*** Opening of SELECTED EXTRACT ***
The fact that an effect has not been monetized or quantified does
not, however, necessarily mean that it is small or unimportant.
In discussing agencies' descriptions of qualitative effects, we
use the first year in which such effects are expected to occur where
it can be determined.
Qualitative
effects must be used with care for other reasons as well. Because
they tend to be general and descriptive, they may be broader than
the incremental effects of the particular regulation being analyzed.
For example, in developing a rule designed to address a particular
safety problem, an agency may describe the extent of the problem
-- that is, so many persons injured per year from this particular
cause. While important in estimating the benefits of the rule, this
figure itself is not a benefit estimate unless and until it is linked
to the likely effectiveness of the proposed rule. Finally, qualitative
estimates cannot be aggregated at all because they do not contain
units that permit arithmetic operations. In addition, not infrequently
they fail to contain relevant information about the period of time
during which they apply.
Cost-effectiveness
measures and break-even analyses, which are frequently used in regulatory
analyses, are not equivalent to either monetized or quantified estimates.
Unlike benefits and costs, which are expressed with time as the
explicit or implicit denominator, cost-effectiveness estimates (e.g.,
dollars per ton of pollution controlled) are expressed
in terms of cost per unit of benefit -- that is, as ratios
in which "cost" is the numerator and "benefit" is the denominator.
Frequently, such estimates are quite useful, particularly when comparing
alternative methods of achieving a predetermined objective. Nevertheless,
cost-effectiveness estimates cannot be compared with either cost
or benefit estimates, nor can they themselves be aggregated in any
manner.
*** Close of SELECTED EXTRACT ***
*** Opening of DATA SECTION ***
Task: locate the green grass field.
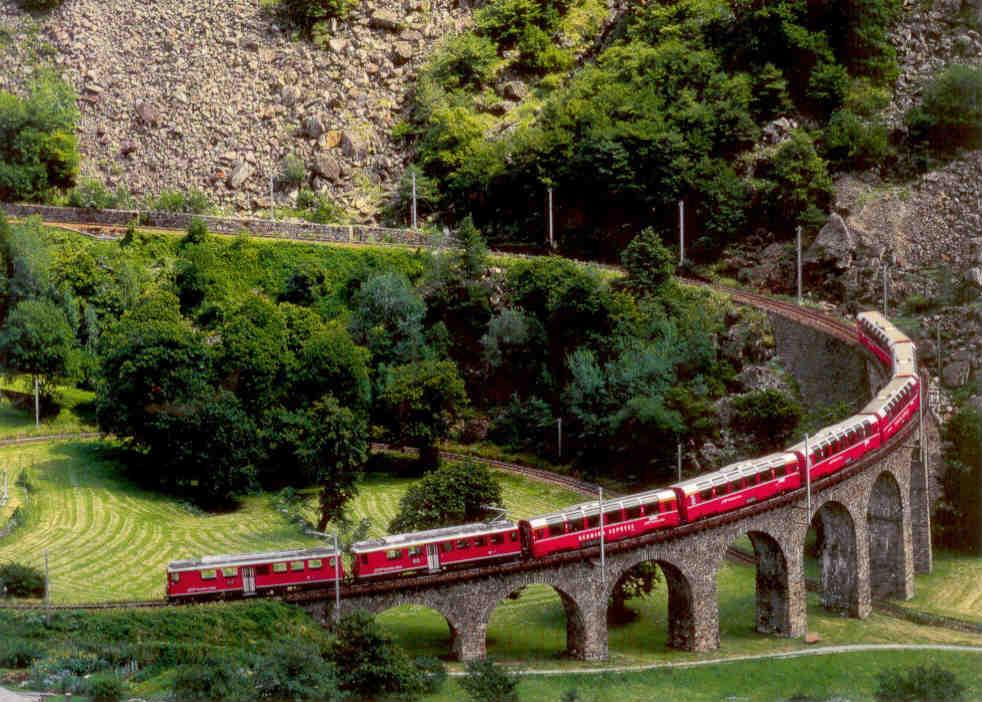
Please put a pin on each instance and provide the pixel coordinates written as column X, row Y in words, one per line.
column 849, row 675
column 110, row 539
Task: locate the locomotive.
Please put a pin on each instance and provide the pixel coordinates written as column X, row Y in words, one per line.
column 578, row 527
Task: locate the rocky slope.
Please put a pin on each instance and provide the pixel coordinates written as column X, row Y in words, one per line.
column 180, row 94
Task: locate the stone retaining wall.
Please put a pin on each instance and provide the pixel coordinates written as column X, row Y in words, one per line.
column 301, row 231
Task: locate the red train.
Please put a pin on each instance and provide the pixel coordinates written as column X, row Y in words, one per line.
column 577, row 527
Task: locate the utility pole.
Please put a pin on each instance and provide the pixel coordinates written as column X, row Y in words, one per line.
column 552, row 237
column 603, row 553
column 559, row 436
column 337, row 580
column 798, row 237
column 414, row 199
column 884, row 288
column 681, row 233
column 679, row 460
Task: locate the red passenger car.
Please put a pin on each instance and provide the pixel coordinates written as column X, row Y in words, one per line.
column 252, row 573
column 436, row 549
column 738, row 485
column 839, row 445
column 579, row 526
column 895, row 405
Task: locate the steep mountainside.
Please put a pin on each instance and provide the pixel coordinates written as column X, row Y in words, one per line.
column 182, row 94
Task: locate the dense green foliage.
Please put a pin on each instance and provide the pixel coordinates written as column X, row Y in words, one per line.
column 38, row 146
column 454, row 494
column 920, row 684
column 487, row 682
column 18, row 580
column 959, row 513
column 949, row 115
column 667, row 111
*** Close of DATA SECTION ***
**SET OF TASKS:**
a - In the passage on regulatory analysis, which problems with qualitative effects does the paragraph beginning "Qualitative effects must be used with care" list? Give each one briefly.
b - Return the portion of the passage on regulatory analysis that opens with the words containing "Unlike benefits and" and closes with "is the denominator.".

**OUTPUTS IN ORDER:**
a -
- They may be broader than the incremental effects of the particular regulation being analyzed.
- They cannot be aggregated at all, because they do not contain units that permit arithmetic operations.
- They often fail to contain relevant information about the period of time during which they apply.

b -
Unlike benefits and costs, which are expressed with time as the
explicit or implicit denominator, cost-effectiveness estimates (e.g.,
dollars per ton of pollution controlled) are expressed
in terms of cost per unit of benefit -- that is, as ratios
in which "cost" is the numerator and "benefit" is the denominator.